Show every line below that contains the word "headland", copying each one in full.
::::::
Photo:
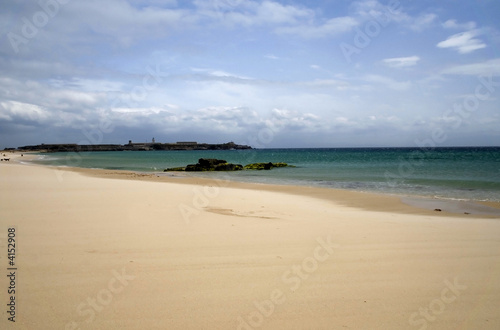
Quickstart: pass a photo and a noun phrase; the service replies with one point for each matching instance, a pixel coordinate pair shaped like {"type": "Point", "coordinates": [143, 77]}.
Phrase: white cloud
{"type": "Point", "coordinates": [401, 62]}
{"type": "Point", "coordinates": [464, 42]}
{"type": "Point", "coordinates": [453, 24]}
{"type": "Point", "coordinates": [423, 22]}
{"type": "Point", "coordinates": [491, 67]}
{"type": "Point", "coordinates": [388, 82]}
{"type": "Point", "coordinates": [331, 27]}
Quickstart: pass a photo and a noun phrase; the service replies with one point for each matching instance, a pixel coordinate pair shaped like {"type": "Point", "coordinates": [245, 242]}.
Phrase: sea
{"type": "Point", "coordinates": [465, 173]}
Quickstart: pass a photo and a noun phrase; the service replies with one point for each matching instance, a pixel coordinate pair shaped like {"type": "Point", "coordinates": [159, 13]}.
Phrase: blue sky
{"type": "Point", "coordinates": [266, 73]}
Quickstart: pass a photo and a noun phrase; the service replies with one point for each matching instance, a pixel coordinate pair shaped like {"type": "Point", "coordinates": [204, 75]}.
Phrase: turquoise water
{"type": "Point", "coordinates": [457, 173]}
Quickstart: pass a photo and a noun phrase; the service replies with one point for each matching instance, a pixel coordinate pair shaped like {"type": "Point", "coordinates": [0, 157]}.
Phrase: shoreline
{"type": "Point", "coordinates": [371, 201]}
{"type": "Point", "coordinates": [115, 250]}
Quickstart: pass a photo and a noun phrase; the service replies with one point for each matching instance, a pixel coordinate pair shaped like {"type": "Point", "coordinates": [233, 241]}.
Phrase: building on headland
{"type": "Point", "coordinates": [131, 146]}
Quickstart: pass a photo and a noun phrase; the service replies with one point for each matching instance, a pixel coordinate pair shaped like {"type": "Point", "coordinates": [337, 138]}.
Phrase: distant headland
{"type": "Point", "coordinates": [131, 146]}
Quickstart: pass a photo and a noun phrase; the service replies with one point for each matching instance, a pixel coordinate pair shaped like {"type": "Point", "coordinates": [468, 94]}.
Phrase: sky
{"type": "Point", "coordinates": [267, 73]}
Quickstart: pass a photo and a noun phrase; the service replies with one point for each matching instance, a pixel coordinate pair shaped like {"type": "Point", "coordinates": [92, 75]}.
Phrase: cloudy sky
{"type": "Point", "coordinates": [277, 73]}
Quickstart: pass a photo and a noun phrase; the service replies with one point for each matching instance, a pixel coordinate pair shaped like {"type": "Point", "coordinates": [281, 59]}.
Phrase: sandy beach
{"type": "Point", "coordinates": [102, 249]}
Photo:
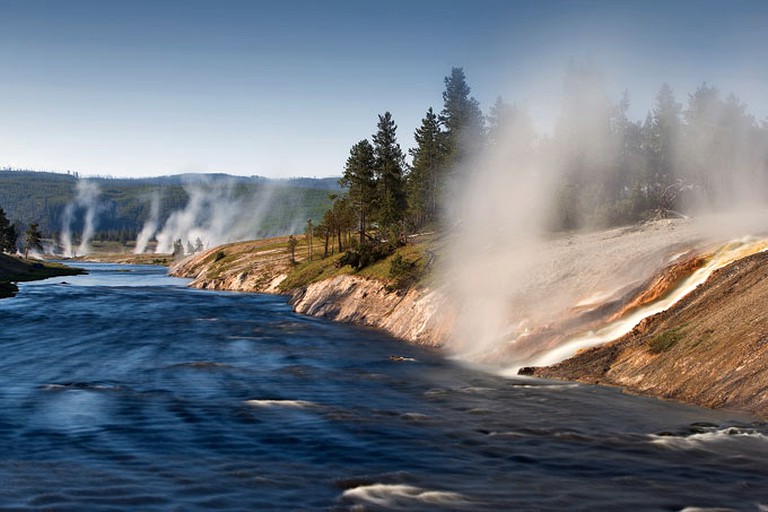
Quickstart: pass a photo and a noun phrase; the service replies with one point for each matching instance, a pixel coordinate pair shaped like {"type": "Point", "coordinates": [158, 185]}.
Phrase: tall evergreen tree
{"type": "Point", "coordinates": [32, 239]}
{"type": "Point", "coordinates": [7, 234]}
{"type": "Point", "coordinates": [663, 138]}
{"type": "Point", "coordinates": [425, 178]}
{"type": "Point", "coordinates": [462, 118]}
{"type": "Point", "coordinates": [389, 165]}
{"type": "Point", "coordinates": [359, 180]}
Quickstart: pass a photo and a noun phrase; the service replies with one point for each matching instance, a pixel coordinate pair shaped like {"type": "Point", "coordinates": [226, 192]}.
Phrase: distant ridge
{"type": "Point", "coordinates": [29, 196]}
::::::
**Response to this task**:
Phrase: building on headland
Phrase: distant headland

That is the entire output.